Records from a data collection
----------------------------------------
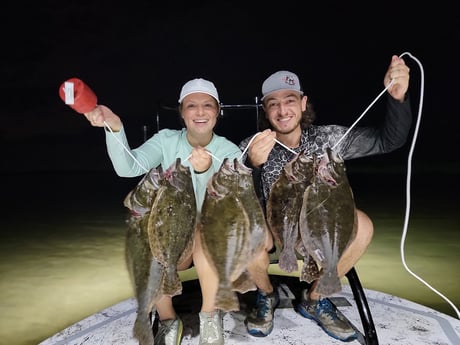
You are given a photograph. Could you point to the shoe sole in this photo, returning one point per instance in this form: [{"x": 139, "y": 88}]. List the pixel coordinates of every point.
[
  {"x": 260, "y": 334},
  {"x": 306, "y": 315}
]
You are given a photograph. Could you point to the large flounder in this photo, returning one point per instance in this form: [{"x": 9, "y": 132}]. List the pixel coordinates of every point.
[
  {"x": 172, "y": 224},
  {"x": 145, "y": 272},
  {"x": 328, "y": 219},
  {"x": 283, "y": 208},
  {"x": 260, "y": 235},
  {"x": 225, "y": 234}
]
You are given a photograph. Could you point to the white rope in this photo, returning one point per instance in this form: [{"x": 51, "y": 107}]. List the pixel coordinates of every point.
[
  {"x": 408, "y": 179},
  {"x": 126, "y": 149}
]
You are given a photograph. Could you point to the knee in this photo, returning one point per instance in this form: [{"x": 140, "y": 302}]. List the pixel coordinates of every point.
[{"x": 365, "y": 228}]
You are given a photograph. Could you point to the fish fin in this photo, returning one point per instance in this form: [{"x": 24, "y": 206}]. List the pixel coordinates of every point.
[{"x": 244, "y": 283}]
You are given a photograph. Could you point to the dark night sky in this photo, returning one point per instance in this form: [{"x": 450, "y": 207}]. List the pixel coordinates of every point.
[{"x": 136, "y": 57}]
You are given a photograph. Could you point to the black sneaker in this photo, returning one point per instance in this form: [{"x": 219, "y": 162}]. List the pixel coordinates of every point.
[
  {"x": 325, "y": 315},
  {"x": 169, "y": 332},
  {"x": 259, "y": 322}
]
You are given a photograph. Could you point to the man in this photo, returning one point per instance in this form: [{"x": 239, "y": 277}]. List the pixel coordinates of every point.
[{"x": 288, "y": 123}]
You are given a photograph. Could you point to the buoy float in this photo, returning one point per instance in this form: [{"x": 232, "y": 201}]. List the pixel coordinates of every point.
[{"x": 79, "y": 96}]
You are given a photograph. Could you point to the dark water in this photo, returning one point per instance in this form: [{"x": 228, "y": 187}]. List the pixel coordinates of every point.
[{"x": 62, "y": 245}]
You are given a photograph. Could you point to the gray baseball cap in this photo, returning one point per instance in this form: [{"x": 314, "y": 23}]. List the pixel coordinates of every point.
----------------------------------------
Retype the lines from the one with "You are given a photograph. Could you point to the buoy" up to and including the last line of the records, keeping each line unchanged.

You are given a photograph. Could you point to the buoy float in this photo, returning one point per instance in this form: [{"x": 232, "y": 201}]. List the pixel coordinates of every point.
[{"x": 79, "y": 96}]
You are given a photograph. Could you point to the dark water in this photo, returning one point per instance in this form: [{"x": 228, "y": 187}]. List the pixel coordinates of every point.
[{"x": 62, "y": 245}]
You are given a photograph. Could you point to the gray baseball cap in this photo, returning one point per instance in this form: [{"x": 314, "y": 23}]. List the pixel coordinates of every point.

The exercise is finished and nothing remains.